[Records drawn from a dataset]

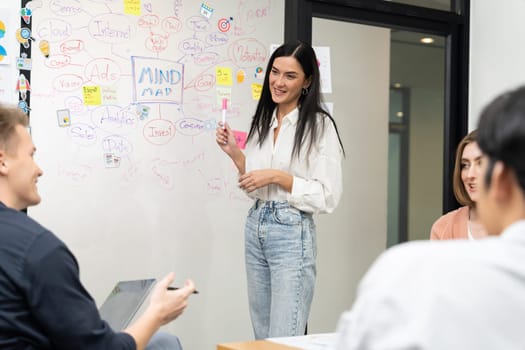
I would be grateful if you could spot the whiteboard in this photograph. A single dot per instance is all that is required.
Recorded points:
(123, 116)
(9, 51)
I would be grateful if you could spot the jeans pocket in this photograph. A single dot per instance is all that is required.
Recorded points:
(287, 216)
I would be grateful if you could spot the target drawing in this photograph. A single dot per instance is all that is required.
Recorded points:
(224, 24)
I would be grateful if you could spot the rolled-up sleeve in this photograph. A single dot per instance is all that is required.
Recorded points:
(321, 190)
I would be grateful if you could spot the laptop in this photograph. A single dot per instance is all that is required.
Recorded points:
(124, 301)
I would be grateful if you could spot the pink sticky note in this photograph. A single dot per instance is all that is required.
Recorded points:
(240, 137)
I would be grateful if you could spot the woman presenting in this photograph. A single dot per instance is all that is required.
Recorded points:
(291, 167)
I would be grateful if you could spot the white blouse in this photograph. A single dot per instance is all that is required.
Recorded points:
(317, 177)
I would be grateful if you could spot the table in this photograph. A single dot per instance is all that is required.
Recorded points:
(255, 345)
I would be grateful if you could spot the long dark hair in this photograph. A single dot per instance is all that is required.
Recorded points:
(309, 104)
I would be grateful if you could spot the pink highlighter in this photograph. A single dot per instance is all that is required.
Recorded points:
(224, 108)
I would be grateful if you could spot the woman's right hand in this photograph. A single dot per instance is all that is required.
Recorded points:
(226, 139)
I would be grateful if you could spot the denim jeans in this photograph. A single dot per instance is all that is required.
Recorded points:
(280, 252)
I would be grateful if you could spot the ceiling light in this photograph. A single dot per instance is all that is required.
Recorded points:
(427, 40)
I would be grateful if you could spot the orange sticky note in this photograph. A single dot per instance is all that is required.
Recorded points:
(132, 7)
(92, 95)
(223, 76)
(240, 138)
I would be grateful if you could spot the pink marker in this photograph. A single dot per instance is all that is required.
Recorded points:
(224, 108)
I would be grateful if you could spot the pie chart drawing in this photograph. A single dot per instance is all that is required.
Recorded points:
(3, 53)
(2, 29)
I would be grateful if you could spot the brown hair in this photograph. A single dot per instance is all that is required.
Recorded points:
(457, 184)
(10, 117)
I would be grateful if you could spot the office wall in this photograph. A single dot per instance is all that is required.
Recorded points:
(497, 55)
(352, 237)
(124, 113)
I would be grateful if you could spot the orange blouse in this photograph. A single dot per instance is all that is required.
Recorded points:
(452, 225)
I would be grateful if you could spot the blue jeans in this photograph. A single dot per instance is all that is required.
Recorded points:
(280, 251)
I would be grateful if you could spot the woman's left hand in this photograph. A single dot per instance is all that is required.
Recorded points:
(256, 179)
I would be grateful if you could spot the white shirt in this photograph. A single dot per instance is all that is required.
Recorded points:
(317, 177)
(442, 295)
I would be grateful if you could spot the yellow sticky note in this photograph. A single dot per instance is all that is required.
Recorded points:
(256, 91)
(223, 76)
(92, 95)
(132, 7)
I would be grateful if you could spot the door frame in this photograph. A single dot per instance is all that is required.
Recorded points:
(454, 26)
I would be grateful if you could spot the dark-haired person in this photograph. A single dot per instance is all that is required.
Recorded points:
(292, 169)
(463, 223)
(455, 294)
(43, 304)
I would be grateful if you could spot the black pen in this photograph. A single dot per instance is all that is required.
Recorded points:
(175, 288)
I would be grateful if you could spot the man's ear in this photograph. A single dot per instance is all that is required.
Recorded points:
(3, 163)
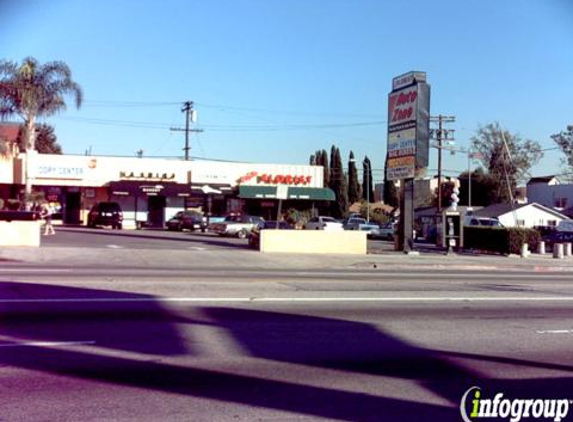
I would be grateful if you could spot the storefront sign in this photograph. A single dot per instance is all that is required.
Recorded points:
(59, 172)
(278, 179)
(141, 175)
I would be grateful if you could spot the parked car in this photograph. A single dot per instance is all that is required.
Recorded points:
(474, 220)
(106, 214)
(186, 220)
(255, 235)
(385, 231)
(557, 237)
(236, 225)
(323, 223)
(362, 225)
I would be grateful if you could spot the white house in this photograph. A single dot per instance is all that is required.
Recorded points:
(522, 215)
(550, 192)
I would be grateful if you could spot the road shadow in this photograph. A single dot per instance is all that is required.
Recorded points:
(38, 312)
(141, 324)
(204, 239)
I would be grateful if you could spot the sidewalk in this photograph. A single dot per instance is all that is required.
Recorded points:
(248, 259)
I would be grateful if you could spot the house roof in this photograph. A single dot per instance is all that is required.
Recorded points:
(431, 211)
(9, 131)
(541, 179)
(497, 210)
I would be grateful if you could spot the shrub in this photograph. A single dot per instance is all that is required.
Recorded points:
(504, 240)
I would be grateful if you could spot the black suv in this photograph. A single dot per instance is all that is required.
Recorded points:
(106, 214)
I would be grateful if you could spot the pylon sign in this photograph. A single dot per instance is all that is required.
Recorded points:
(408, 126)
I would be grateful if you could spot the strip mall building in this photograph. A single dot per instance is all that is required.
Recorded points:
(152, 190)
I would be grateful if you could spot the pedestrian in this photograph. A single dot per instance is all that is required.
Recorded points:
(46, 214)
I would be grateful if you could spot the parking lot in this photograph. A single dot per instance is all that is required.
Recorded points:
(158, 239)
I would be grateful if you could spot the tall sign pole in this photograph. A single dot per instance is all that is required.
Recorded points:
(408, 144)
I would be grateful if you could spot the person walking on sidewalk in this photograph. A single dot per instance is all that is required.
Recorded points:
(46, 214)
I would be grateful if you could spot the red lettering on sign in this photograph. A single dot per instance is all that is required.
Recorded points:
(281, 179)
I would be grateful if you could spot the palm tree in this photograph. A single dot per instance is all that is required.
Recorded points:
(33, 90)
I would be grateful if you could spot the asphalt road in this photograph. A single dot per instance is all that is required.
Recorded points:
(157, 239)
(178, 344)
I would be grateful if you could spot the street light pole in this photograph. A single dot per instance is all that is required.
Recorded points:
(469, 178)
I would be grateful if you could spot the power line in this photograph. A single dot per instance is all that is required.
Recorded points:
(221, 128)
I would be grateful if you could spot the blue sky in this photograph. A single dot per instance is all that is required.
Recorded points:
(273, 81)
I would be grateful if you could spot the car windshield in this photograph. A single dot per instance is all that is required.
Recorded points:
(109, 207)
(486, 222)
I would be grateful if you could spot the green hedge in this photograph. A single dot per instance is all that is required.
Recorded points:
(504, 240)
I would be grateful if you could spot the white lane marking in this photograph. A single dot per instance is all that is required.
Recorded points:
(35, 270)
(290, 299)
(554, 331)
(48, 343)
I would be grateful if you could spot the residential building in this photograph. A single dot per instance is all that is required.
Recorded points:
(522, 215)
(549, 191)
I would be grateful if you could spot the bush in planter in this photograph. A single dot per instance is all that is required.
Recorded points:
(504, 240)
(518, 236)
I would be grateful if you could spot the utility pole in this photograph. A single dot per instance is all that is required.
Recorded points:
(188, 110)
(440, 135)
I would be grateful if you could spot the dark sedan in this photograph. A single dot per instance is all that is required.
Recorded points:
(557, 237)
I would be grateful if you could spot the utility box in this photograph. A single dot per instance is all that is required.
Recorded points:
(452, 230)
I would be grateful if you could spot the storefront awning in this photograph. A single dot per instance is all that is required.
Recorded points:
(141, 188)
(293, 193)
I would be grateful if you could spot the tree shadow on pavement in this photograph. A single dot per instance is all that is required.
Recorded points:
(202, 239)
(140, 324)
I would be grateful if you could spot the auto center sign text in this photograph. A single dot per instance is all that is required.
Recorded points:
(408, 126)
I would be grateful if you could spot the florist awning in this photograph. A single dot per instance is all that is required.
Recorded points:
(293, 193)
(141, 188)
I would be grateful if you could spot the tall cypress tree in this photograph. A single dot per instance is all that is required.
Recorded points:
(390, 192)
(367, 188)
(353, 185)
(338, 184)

> _WHAT YOU ARE ASKED TO DO_
Read through the entries and copy every line that includes "woman".

> _EXERCISE RESPONSE_
I would be grateful if you could spot the woman presenting in this photograph. A single dot per instance is all that is required.
I would be grateful if you could spot the woman's right hand in this photograph. A single dot per instance is all that is required.
I would be grateful if you could spot the woman's left hand in this photograph. A single dot per instance is all that is required.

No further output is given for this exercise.